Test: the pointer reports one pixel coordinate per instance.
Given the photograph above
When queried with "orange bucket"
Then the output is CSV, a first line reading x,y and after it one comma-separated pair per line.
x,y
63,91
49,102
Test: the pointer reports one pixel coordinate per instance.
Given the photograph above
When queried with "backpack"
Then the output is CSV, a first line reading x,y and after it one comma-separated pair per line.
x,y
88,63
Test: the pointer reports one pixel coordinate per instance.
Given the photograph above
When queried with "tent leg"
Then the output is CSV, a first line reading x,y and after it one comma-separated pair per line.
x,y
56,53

**********

**Exercise directions:**
Can you put every line of the items above into a JSON list of strings, one string per line, leaving out any blank lines?

**Response to this exercise:**
[
  "Test: the pointer reports one pixel coordinate per instance.",
  "Given the photograph above",
  "When queried with \"orange bucket\"",
  "Then the output is CSV, a first line reading x,y and after it one comma-separated pair per line.",
  "x,y",
  "63,91",
  "49,102",
  "Test: the pointer reports one pixel coordinate per instance.",
  "Given the photograph above",
  "When queried with \"backpack\"",
  "Then the output is CSV, a first line reading x,y and after it one comma-separated pair per line.",
  "x,y",
  "88,63",
  "Test: the pointer reports one pixel coordinate per instance.",
  "Given the photograph above",
  "When queried with \"tent leg\"",
  "Then the output is CSV, a first line reading x,y and after it one comma-separated pair per line.",
  "x,y",
  "56,53"
]